#### [YOUR TASK]
From the entries below, quote everything from the line containing "the blue striped" down to the line containing "[(315, 136), (129, 156), (138, 178)]", both lines included, without changing a character.

Entries from a point labeling set
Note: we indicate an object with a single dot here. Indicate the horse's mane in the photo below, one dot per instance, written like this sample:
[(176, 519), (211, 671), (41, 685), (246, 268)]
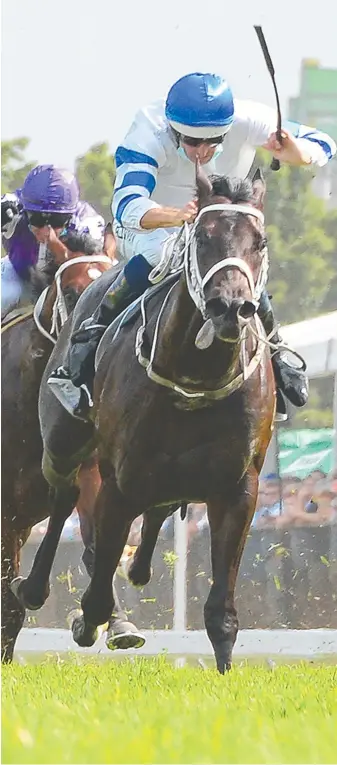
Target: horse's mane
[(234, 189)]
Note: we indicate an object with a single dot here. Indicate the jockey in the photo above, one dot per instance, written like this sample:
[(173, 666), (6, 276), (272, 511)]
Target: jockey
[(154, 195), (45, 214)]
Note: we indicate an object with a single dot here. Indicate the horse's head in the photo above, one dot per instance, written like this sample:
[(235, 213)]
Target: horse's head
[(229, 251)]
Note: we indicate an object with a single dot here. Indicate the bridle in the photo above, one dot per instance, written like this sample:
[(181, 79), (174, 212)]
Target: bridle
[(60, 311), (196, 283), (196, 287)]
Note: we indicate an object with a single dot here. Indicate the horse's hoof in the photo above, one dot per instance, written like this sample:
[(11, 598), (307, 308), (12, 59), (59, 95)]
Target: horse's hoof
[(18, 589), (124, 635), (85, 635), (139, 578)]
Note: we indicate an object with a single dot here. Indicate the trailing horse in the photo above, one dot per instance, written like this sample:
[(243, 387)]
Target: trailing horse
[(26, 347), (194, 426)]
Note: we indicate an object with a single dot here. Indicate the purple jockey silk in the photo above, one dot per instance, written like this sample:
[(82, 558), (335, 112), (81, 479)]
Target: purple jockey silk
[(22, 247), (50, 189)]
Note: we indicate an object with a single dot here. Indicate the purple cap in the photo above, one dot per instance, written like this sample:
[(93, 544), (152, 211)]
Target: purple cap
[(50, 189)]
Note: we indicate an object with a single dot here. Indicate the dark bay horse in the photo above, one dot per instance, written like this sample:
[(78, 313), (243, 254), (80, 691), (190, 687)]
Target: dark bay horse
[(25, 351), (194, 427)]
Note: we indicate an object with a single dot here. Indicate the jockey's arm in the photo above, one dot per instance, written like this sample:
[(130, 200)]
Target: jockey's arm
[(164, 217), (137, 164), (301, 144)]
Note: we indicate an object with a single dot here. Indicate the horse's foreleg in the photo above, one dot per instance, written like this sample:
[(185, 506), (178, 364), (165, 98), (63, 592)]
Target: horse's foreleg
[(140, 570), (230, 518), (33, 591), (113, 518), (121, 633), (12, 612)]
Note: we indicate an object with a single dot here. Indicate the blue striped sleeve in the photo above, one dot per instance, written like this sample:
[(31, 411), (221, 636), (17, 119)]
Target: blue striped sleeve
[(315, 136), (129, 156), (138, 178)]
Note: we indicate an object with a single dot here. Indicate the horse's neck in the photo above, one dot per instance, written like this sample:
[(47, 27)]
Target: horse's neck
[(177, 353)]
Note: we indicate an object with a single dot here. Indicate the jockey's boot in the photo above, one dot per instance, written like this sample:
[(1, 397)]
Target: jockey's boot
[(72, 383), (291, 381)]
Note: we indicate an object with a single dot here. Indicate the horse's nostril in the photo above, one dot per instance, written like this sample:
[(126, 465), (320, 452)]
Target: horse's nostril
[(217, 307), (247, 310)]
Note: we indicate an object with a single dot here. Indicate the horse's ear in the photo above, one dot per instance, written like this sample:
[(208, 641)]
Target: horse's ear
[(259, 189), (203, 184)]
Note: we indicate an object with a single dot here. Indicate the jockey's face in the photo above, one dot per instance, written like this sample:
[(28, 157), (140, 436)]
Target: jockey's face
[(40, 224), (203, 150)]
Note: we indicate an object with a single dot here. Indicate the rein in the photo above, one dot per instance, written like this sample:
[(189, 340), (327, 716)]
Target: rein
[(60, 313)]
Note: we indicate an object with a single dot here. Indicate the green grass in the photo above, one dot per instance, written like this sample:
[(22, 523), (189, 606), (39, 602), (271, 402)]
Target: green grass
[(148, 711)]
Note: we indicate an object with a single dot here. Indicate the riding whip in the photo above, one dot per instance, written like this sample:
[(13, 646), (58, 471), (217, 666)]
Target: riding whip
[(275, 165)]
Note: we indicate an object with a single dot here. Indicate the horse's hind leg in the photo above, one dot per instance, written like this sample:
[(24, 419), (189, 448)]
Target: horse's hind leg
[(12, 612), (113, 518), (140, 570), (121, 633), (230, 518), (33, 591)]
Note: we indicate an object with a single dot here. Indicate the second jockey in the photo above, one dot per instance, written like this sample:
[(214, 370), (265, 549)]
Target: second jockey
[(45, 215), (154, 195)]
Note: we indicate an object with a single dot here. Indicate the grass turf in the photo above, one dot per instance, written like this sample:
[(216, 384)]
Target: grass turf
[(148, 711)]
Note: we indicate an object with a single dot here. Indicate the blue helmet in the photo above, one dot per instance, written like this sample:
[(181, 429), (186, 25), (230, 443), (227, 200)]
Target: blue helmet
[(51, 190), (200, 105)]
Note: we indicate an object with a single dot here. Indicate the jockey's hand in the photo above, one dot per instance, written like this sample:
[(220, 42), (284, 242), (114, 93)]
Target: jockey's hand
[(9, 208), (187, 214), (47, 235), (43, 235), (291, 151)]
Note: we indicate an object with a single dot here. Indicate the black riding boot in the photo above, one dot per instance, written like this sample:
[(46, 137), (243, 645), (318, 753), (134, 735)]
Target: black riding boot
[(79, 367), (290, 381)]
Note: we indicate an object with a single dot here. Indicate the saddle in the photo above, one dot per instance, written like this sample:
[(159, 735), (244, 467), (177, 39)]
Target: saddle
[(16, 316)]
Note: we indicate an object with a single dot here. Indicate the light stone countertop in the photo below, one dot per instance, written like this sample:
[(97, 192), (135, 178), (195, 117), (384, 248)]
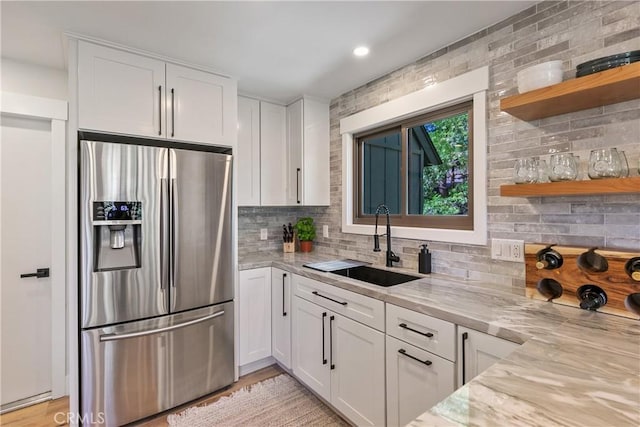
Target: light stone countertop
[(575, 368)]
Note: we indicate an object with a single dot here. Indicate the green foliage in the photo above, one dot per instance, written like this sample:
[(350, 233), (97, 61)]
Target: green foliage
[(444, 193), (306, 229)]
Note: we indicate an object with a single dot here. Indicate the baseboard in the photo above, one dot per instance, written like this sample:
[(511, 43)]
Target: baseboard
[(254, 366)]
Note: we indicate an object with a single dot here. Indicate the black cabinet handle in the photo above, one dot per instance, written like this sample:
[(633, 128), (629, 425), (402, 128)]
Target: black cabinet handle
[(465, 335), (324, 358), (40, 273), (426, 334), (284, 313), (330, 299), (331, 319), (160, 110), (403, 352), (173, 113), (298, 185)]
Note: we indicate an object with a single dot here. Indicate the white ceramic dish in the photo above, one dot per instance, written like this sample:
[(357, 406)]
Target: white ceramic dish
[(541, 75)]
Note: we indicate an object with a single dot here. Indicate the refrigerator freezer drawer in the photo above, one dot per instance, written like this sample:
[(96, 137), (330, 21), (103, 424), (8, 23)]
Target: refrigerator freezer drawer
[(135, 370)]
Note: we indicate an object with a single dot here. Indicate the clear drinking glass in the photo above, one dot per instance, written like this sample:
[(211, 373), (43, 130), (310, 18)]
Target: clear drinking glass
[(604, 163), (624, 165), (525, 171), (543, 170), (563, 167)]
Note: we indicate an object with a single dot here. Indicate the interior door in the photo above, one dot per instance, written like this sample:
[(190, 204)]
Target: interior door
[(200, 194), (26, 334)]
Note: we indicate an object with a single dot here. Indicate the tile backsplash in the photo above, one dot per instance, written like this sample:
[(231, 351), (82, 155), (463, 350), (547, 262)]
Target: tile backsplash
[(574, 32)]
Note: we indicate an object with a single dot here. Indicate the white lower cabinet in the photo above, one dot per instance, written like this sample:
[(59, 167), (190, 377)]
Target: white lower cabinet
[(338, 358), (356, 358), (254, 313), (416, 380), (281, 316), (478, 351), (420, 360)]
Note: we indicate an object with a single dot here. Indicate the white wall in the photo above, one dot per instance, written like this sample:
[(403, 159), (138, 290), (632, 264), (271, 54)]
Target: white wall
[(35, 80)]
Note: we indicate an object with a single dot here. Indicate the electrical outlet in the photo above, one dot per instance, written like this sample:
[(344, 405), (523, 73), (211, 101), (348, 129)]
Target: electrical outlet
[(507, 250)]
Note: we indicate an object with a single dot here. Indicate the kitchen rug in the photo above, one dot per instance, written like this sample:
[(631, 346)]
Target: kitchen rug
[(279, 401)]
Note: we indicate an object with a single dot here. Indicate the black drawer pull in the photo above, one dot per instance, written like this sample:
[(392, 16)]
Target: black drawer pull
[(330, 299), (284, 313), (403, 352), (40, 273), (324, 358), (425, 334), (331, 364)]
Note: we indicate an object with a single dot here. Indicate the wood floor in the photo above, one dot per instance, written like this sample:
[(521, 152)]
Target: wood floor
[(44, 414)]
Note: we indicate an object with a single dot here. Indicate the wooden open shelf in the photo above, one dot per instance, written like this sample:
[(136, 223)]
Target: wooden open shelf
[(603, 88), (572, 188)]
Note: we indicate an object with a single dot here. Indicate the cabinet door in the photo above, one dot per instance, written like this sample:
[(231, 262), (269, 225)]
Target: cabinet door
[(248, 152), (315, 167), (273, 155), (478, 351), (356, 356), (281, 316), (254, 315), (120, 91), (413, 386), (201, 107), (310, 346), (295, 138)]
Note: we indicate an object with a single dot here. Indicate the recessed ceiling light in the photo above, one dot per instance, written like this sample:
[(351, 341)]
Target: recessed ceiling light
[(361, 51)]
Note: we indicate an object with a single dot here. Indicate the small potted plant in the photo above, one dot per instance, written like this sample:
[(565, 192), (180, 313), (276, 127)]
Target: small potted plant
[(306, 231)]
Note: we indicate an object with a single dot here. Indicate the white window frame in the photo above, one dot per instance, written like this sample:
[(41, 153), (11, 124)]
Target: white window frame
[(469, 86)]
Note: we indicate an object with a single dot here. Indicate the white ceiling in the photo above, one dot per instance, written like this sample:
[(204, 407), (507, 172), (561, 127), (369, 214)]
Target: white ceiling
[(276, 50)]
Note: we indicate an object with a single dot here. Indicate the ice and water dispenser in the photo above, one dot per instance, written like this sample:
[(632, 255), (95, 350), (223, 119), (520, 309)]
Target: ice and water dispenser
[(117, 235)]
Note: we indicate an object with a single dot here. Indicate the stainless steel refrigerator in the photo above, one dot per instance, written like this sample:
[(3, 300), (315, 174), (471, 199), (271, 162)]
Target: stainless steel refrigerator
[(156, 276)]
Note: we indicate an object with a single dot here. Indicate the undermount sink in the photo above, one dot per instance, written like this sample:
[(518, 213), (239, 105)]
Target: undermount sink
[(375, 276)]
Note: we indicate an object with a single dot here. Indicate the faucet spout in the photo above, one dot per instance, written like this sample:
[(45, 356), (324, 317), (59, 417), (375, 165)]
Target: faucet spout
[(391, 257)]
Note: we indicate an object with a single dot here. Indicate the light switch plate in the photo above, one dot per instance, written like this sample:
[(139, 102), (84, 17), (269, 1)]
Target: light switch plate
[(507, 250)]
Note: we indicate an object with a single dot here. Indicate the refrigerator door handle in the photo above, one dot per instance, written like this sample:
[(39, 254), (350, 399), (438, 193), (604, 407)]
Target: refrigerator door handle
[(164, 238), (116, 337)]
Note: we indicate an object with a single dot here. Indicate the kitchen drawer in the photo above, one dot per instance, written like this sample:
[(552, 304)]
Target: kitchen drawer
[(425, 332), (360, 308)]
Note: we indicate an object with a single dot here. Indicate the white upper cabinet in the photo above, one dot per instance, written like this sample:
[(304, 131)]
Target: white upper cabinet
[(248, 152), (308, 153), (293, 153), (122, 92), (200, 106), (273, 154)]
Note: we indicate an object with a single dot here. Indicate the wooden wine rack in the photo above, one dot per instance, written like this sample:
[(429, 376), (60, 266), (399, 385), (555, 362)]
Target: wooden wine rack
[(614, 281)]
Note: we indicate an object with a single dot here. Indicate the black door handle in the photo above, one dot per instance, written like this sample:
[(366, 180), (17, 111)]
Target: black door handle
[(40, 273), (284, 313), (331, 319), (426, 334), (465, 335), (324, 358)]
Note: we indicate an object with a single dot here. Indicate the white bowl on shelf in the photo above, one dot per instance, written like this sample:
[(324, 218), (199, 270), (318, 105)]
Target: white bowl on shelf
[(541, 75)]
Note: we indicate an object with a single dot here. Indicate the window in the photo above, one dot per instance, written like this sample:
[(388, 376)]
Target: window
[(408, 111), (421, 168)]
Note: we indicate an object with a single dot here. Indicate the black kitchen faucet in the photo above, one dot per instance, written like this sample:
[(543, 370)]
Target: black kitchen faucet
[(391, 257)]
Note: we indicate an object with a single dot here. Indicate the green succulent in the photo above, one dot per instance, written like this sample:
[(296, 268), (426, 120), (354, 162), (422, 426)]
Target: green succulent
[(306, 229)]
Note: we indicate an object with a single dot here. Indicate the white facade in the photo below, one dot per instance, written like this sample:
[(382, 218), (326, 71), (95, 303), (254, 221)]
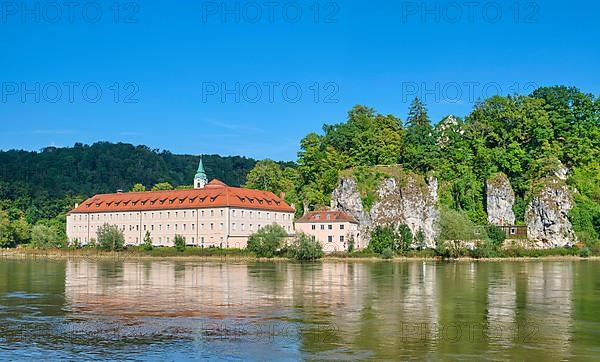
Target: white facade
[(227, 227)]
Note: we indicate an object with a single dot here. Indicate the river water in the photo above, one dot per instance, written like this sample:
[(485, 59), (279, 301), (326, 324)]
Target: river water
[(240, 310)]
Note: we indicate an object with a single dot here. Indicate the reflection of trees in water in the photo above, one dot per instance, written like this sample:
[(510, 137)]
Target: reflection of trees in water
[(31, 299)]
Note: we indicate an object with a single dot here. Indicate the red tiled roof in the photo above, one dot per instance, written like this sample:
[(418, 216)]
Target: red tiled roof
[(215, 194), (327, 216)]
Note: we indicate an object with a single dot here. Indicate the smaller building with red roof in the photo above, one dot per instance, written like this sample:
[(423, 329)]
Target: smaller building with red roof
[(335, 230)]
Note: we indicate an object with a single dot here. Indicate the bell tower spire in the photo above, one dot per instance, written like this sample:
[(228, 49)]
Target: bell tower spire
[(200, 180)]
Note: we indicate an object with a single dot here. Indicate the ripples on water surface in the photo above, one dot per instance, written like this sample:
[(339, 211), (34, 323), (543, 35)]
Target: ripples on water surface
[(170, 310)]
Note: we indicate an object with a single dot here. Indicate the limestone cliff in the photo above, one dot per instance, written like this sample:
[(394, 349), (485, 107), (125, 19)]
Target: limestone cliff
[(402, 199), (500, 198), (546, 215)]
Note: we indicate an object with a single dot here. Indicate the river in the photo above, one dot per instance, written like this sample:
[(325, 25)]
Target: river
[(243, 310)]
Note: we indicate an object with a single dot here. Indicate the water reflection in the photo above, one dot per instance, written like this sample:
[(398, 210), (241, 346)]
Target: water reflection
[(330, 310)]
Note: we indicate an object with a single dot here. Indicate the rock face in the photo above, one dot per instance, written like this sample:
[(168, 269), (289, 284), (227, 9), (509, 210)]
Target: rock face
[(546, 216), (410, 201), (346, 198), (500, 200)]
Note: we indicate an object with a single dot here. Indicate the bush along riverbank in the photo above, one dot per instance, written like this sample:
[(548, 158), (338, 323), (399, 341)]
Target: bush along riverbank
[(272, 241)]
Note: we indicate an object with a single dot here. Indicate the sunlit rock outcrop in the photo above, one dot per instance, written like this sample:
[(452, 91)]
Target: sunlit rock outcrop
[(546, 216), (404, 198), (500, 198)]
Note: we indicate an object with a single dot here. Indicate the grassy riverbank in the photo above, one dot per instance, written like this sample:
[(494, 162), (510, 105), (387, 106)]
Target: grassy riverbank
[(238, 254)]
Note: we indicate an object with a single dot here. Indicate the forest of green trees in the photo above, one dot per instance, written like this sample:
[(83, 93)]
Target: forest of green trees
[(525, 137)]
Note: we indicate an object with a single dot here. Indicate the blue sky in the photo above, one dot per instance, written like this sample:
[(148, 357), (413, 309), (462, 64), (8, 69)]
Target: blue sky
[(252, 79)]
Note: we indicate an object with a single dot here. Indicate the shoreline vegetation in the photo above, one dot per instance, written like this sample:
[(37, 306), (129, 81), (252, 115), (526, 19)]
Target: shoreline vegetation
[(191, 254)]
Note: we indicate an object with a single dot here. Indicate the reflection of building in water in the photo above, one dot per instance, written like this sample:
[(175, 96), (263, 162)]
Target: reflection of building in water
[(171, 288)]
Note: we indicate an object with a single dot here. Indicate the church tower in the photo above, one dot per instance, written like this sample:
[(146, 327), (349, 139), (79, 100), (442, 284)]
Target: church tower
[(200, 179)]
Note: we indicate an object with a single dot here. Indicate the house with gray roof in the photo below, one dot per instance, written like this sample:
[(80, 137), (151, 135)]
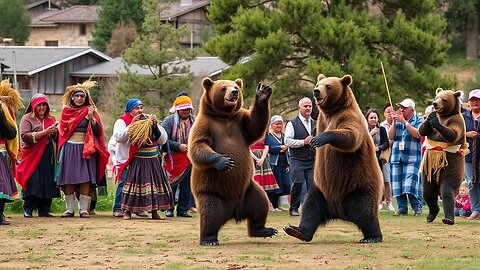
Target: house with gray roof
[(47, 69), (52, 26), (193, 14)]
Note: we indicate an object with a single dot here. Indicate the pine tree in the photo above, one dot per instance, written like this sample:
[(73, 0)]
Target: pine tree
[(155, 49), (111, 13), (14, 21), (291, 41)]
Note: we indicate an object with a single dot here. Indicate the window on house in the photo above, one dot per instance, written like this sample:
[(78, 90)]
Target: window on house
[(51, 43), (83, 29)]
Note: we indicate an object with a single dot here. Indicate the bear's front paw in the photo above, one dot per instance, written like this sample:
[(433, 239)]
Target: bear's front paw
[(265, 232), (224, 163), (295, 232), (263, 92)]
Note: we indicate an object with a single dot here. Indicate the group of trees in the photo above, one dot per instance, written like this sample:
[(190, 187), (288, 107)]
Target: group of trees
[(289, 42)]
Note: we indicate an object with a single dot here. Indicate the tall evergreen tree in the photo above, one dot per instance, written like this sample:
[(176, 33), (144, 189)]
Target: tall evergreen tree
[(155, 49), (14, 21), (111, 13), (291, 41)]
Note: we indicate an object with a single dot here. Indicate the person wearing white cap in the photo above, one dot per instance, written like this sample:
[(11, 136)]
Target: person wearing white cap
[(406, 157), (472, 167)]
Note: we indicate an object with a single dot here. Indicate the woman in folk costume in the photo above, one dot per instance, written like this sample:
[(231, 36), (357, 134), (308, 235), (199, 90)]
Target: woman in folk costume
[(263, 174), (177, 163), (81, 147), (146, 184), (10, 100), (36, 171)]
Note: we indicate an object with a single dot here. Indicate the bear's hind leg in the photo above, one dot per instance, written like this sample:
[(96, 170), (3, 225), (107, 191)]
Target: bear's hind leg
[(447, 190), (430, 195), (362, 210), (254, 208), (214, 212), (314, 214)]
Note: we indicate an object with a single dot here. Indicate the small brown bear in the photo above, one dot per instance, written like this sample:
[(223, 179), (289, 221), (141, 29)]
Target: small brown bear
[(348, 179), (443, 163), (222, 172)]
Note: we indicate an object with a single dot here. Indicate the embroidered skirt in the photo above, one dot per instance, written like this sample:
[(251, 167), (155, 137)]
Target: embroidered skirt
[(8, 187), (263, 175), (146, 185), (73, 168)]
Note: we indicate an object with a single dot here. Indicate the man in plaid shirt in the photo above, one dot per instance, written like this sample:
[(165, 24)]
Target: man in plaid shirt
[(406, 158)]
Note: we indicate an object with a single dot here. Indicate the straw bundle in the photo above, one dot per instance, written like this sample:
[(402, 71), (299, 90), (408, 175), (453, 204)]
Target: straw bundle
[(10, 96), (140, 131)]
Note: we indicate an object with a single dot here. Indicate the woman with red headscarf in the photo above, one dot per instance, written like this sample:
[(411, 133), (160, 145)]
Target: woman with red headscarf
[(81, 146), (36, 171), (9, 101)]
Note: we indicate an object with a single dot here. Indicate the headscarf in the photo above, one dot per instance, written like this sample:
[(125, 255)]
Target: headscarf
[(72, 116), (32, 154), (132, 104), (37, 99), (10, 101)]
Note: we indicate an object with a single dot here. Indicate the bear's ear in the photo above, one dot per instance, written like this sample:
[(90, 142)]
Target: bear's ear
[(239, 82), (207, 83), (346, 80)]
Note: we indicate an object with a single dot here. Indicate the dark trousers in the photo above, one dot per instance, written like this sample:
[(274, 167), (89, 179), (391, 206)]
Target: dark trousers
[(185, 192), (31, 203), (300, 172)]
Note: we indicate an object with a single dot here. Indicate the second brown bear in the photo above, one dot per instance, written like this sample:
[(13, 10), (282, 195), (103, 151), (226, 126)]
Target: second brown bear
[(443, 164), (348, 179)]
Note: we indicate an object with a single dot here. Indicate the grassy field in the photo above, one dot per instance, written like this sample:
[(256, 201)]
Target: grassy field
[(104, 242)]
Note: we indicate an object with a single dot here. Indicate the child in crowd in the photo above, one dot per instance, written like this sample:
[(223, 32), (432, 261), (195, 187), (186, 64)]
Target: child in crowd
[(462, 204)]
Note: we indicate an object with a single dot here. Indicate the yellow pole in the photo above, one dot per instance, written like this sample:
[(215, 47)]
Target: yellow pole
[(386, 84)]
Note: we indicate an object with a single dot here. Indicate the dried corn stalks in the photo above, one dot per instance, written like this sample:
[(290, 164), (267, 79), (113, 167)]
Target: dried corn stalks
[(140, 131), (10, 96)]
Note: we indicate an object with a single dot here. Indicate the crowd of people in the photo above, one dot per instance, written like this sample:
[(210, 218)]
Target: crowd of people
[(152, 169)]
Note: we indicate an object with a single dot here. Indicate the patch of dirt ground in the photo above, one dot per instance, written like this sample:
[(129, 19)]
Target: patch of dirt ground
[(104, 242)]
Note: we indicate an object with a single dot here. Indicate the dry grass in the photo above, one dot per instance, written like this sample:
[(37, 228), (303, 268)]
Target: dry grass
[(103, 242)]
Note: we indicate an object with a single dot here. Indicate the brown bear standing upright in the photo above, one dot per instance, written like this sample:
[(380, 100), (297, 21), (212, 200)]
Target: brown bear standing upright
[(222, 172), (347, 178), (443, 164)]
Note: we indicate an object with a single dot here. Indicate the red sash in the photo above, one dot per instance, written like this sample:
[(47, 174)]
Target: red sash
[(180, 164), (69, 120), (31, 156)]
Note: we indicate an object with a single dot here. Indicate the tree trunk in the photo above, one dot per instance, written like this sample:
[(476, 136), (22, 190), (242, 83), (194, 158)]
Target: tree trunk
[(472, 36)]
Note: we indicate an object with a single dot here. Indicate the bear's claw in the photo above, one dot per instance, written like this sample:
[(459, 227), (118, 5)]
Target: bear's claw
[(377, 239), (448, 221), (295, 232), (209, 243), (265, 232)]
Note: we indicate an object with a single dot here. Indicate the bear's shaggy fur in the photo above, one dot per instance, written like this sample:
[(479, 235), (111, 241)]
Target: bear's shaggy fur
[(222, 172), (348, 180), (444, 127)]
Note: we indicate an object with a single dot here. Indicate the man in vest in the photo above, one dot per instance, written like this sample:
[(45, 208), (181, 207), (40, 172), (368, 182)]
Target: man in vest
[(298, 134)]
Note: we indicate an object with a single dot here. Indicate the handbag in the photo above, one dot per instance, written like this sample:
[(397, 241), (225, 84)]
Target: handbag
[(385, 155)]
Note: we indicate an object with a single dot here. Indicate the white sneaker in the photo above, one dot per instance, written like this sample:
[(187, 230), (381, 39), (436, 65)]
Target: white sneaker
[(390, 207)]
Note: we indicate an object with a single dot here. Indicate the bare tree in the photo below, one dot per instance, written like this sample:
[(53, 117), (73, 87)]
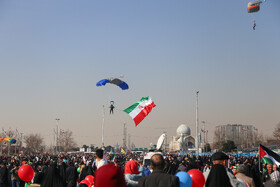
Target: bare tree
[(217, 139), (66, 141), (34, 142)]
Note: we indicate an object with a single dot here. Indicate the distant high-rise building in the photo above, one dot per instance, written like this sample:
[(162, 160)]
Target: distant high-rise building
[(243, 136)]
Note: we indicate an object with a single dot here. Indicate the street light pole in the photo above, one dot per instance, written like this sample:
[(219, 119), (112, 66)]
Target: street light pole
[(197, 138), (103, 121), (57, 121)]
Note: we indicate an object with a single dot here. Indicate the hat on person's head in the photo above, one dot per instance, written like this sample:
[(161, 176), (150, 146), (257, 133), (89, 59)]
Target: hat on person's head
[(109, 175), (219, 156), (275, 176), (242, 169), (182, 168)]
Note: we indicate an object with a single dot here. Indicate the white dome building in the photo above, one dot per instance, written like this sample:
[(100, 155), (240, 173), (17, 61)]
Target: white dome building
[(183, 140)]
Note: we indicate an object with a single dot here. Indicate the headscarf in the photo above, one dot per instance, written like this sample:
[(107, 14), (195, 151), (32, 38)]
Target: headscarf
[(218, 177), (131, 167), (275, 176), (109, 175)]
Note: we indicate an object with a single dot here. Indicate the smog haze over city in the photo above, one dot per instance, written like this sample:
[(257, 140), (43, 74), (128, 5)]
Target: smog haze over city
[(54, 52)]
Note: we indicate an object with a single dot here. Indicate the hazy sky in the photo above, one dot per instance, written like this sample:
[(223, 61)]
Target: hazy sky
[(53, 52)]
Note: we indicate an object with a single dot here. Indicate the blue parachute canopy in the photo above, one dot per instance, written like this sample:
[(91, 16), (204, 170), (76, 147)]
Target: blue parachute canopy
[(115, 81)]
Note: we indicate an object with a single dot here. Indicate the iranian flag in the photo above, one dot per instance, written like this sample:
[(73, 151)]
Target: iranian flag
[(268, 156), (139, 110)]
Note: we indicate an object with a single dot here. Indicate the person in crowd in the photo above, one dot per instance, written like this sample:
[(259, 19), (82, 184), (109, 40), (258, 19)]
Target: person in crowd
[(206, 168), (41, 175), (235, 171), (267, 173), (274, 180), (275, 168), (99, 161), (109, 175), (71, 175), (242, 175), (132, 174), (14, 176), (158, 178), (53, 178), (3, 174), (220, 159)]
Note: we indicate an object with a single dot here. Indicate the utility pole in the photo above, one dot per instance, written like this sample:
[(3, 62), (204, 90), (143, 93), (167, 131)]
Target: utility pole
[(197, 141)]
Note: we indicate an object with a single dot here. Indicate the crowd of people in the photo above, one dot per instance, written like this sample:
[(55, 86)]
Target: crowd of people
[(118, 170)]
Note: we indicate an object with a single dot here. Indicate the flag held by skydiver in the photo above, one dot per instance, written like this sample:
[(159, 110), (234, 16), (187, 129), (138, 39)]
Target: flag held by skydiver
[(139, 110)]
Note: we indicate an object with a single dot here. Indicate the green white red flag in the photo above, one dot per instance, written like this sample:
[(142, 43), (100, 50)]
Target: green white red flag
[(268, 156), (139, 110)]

#### [EXERCISE OUTPUT]
Note: we indicate an object with a single dot here. Indicate the blue striped sleeve in the photo above, one dot per instance, written like this sample:
[(31, 411), (221, 636), (17, 119)]
Target: blue striped sleeve
[(315, 136), (129, 156), (138, 178)]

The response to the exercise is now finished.